Task directions:
Show each line of the data that contains the string "blade", treating uppercase and lowercase letters as different.
· · ·
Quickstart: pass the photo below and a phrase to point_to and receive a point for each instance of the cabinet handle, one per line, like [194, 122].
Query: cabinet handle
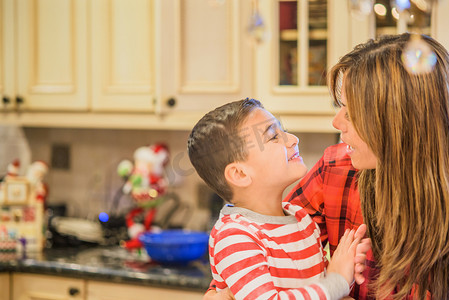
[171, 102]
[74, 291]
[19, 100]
· · ·
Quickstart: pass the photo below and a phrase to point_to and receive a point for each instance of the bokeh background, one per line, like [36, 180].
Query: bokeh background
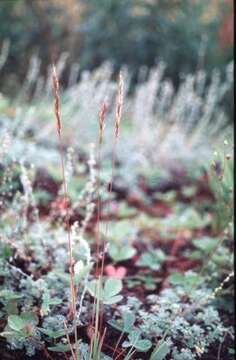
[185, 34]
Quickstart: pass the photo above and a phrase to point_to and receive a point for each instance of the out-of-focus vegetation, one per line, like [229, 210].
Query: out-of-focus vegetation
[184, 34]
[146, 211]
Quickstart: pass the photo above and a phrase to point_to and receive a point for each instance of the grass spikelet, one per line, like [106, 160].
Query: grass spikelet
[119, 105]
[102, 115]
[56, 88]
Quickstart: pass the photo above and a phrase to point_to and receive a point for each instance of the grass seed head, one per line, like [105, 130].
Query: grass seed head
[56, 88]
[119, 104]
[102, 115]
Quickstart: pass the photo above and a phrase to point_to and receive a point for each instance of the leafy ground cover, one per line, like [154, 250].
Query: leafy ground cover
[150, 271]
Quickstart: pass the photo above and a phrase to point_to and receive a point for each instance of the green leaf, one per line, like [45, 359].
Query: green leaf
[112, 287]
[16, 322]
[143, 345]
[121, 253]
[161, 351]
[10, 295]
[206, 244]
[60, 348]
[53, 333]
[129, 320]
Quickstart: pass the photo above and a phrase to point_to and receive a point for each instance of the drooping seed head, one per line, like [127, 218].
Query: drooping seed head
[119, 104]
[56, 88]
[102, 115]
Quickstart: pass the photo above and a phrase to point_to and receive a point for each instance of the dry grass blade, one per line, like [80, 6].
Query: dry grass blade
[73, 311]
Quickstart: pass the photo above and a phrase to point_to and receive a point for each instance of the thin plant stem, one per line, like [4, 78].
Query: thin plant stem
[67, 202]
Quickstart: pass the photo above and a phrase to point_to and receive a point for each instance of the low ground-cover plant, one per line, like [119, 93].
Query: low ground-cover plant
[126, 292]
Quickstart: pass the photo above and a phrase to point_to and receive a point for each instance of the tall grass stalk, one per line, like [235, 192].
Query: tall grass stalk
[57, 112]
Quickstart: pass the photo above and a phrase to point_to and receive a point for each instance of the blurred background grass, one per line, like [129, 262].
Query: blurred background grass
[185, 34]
· · ·
Written solution:
Quickstart: pass the photo above and a phrase to point_to and receive a point for each instance of the dry grass blade, one per line, like [80, 6].
Query: dry grass blade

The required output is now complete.